== DONNÉES ==

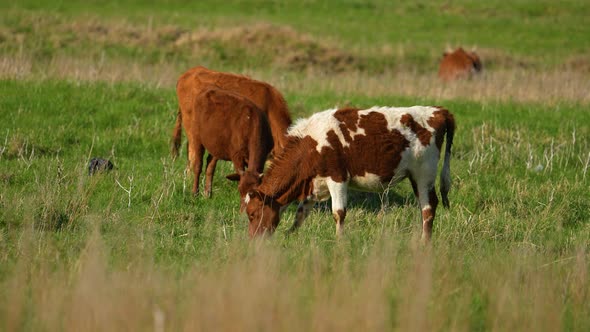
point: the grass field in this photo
(133, 250)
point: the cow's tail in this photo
(176, 135)
(445, 174)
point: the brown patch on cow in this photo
(422, 133)
(459, 64)
(348, 117)
(262, 94)
(439, 119)
(289, 177)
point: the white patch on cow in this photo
(319, 124)
(367, 182)
(339, 194)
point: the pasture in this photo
(133, 249)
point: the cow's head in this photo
(459, 63)
(263, 213)
(248, 180)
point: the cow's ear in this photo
(233, 177)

===

• ÉNONCÉ
Disposez les lignes de toutes les entrées ci-dessus sous forme de liste JSON de chaînes, une chaîne par ligne, en omettant les lignes vides. Les images ne doivent pas figurer dans la réponse.

• RÉPONSE
[
  "point: the grass field in this photo",
  "(133, 250)",
  "point: the cow's tail in this photo",
  "(176, 135)",
  "(445, 174)",
  "point: the brown patch on cow in this photo",
  "(422, 133)",
  "(459, 64)",
  "(348, 117)",
  "(262, 94)",
  "(439, 119)",
  "(289, 177)",
  "point: the white patch on cow in this photo",
  "(319, 124)",
  "(367, 182)",
  "(339, 194)",
  "point: the pasture in this photo",
  "(133, 249)",
  "point: the cow's head in this photo",
  "(459, 63)",
  "(263, 213)",
  "(248, 180)",
  "point: the cow's ear in this photo",
  "(233, 177)"
]